Exercise data
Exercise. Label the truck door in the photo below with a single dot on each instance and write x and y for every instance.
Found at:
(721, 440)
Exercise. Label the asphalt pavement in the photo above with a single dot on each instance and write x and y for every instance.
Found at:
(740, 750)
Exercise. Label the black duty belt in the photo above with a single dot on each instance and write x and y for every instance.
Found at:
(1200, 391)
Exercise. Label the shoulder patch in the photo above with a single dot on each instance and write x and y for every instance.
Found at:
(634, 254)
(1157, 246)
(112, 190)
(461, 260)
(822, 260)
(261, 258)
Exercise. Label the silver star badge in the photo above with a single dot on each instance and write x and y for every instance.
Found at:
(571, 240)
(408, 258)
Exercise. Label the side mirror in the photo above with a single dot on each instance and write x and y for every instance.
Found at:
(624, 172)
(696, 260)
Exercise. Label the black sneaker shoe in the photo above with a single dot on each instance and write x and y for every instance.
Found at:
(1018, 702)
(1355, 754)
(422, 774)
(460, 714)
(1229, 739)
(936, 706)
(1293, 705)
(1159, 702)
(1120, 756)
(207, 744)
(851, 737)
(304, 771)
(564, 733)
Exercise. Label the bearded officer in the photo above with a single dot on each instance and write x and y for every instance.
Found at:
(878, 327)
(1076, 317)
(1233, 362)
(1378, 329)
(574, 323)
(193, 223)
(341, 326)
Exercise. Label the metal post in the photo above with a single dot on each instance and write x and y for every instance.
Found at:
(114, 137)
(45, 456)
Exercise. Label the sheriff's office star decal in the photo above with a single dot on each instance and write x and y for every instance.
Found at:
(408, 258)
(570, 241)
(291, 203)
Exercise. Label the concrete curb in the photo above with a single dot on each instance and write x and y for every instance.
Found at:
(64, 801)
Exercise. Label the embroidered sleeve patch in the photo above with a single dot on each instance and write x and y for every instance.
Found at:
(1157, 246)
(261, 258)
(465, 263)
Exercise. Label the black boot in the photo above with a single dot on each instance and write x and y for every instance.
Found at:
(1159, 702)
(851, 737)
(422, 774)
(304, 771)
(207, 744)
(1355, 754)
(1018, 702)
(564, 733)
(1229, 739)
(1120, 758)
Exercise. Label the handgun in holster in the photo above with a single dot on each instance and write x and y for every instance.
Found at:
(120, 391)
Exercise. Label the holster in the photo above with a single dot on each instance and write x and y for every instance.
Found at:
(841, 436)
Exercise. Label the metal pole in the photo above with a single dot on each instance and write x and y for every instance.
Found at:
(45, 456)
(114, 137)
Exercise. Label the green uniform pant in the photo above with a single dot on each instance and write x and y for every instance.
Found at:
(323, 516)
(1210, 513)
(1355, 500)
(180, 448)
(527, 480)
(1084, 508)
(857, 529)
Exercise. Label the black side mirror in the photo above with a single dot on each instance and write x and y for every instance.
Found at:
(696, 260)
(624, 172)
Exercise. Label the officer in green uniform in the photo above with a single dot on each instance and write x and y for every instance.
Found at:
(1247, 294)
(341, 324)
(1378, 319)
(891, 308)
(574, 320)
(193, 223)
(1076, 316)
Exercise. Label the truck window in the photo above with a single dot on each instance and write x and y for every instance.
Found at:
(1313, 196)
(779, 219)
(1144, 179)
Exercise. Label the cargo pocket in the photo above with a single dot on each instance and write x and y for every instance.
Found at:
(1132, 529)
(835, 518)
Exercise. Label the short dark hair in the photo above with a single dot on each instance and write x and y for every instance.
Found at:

What is asked
Output an exact copy of the lines beginning at the one that holds "Exercise. Label the metal pole" and running through the final line of the records.

Exercise answer
Exercise. Label the metal pole in the photo above with a single dot on each instance and write x and y for every instance.
Found at:
(45, 456)
(114, 137)
Exercise. Label the green uniform pant in the photo above with a single dot on each instance and write x and y for every instance.
Found at:
(323, 516)
(1210, 513)
(1355, 500)
(180, 448)
(527, 480)
(1084, 508)
(857, 529)
Exercise. Label the black side mirror in the photo above with a single dot on each instance and write x and y for every instance.
Found at:
(696, 260)
(624, 172)
Exercise. Label the officer in green uniform in the photo above with a single dot on each instance and write x and y for every instance.
Found at:
(1247, 294)
(341, 324)
(1378, 319)
(891, 308)
(574, 320)
(193, 223)
(1076, 316)
Exercise. Label the truck window in the photo above with a single dot on each instance and write x and y for every instance.
Found at:
(1313, 196)
(779, 219)
(1144, 179)
Exercise. Label the cargo pocket in the photo above with a single dot on each instance and write x and y for every instance.
Found at:
(1132, 529)
(835, 518)
Exercise. Label the short dark hair in the photo above with a single dot on each instance and write x and y for every instance.
Found at:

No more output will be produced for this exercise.